◆ **PASSAGE TO READ**
Recode Genotypes

Genotypic information for sets of allele or markers is frequently listed using combinations of letters and numbers. Alternatively, data sets can use a two column allelic format in which each of the two alleles that make up a genotype is listed in a separate column. Such formats are not amenable to many forms of statistical analysis, which typically can use only single-column, numerical data. Before any analyses can be performed. Therefore, data sets containing genetic marker data in a non-numerical or allelic format must be recoded. Conversely, genotypes might have been originally coded numerically as the values 0, 1, and 2 or the genotype might be coded as a single letter -- "A" for genotype A/A, "B" for genotype B/B, and "H" for the heterozygous genotype A/B. Since the processes for analyzing genotype data require a representation that discerns the two alleles that the genotype comprises, converting the single character or numeric genotypes to this recognized form is necessary.

When numeric recoding of genotypes is performed, Recode Genotypes tabulates the SNP genotypes for all of the individuals in a data set, ranking the prevalence of each allele. Depending on the recoding desired, the process assigns numerical identities to the genotypes based on the prevalence of the alleles, whether they are homozygous or heterozygous, and their dominant-recessive relationship. Conversely, Recode Genotypes can also convert single character numeric (0, 1, and 2) or non-numeric (A, B, and H) back into a genotypic string (A/A, B/B, and A/B).

What do I need?

Two data sets are needed for this process.

The first, the Input Data Set, contains all of the marker data. This data set must be a wide data set; markers are listed in columns, whereas individuals are listed in rows. Marker data can be presented in either the one- or the two-column format.

The second data set is the Annotation Data Set. This data set contains information, such as gene identity or chromosomal location, for each of the markers. This data set is a tall data set; each row corresponds to a different marker.

For detailed information about the files and data sets used or created by JMP Life Sciences software, see Files and Data Sets.

Output/Results

This process generates a new output data set containing the recoded genotypes. Refer to the Recode Genotypes output documentation for detailed descriptions of the output of this process.

◆ **RECORDS**
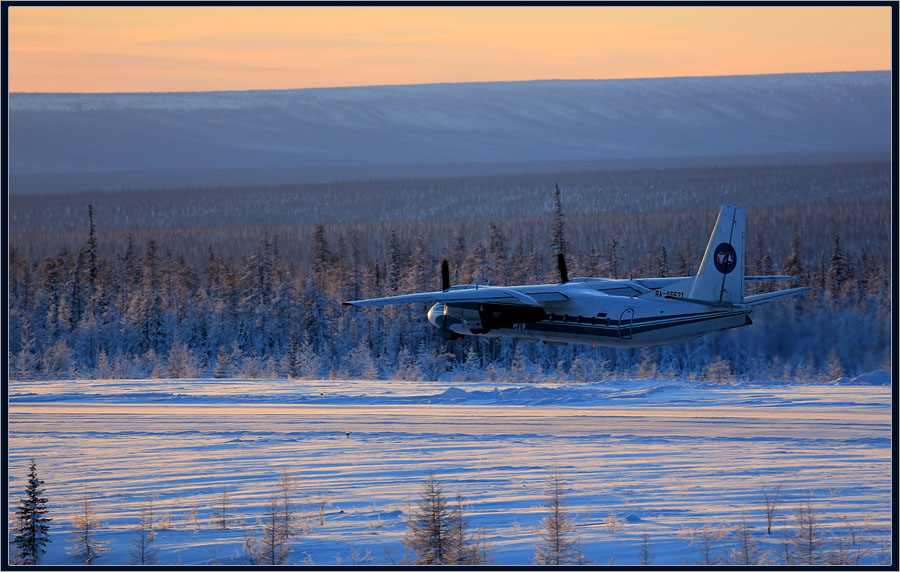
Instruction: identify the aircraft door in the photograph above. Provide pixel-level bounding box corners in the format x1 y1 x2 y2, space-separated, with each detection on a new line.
619 308 634 340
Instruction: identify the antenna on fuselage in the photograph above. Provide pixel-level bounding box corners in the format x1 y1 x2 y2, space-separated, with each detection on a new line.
556 252 569 284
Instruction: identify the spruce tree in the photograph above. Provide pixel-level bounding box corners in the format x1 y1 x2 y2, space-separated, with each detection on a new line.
13 459 53 564
534 467 585 566
68 492 110 565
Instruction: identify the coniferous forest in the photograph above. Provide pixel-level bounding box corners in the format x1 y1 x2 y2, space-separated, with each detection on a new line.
8 162 891 382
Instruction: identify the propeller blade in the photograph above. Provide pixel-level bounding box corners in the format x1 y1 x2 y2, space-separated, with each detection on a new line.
441 258 450 290
556 252 569 284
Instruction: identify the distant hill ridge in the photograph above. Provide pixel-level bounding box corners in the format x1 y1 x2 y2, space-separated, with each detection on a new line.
9 71 891 192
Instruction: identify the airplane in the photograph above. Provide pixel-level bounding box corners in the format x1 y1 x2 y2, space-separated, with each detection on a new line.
344 204 812 347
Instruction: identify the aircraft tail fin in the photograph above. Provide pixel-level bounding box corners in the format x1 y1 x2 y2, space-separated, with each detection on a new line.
689 204 747 304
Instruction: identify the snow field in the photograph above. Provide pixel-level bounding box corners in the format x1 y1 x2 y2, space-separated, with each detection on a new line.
7 374 892 565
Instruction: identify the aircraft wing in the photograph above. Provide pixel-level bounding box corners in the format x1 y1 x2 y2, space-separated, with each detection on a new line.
744 276 794 282
343 286 541 308
744 286 812 306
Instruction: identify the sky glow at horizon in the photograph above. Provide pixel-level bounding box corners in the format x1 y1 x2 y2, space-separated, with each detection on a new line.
8 6 891 92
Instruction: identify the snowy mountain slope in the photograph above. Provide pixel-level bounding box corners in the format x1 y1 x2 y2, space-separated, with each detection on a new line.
9 71 890 192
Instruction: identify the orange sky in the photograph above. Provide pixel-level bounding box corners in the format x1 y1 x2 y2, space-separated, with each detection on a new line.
8 6 891 92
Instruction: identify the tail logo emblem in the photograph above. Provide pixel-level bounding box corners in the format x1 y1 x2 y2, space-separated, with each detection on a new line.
713 242 737 274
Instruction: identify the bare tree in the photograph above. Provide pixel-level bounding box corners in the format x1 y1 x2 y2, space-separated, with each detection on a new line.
763 484 781 534
534 466 585 566
730 515 764 566
403 473 453 564
68 492 110 565
638 532 653 566
128 506 159 566
253 495 292 566
278 469 300 539
792 495 825 566
449 493 487 565
215 487 232 530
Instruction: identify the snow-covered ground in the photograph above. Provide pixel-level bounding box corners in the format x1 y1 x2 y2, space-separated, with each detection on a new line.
8 372 892 565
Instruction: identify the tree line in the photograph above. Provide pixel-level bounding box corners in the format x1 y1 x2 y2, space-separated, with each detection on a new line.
8 189 891 381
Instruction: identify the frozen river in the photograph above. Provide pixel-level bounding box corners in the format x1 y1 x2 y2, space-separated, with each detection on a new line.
7 376 892 565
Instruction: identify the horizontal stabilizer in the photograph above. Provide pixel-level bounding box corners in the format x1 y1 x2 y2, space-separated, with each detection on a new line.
744 276 794 283
744 286 812 306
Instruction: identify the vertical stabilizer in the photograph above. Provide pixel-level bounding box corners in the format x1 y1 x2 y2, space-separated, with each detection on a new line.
690 204 747 304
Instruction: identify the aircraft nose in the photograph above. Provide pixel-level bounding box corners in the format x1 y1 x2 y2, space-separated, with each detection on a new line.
428 303 447 328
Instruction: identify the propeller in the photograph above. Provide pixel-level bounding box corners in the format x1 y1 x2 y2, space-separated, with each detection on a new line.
429 258 461 340
556 252 569 284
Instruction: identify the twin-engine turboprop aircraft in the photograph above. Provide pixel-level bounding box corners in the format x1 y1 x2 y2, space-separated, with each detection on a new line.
344 204 811 347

◆ **TASKS FOR THIS EXERCISE**
A - Summarize the Recode Genotypes page in two sentences.
B - Retype part of the Recode Genotypes page word for word, beginning at the words "This process generates" and stopping after the words "of this process.".

◆ **SOLVED TASKS**
A - Recode Genotypes converts genetic marker data held as letter-and-number combinations or in a two-column allelic format into numerical codes suited to statistical analysis, and it can also turn single-character numeric (0, 1, 2) or letter (A, B, H) genotypes back into genotypic strings such as A/A, B/B, and A/B. The process needs a wide Input Data Set containing the marker data and a tall Annotation Data Set with information on each marker, and it generates a new output data set of recoded genotypes.

B -
This process generates a new output data set containing the recoded genotypes. Refer to the Recode Genotypes output documentation for detailed descriptions of the output of this process.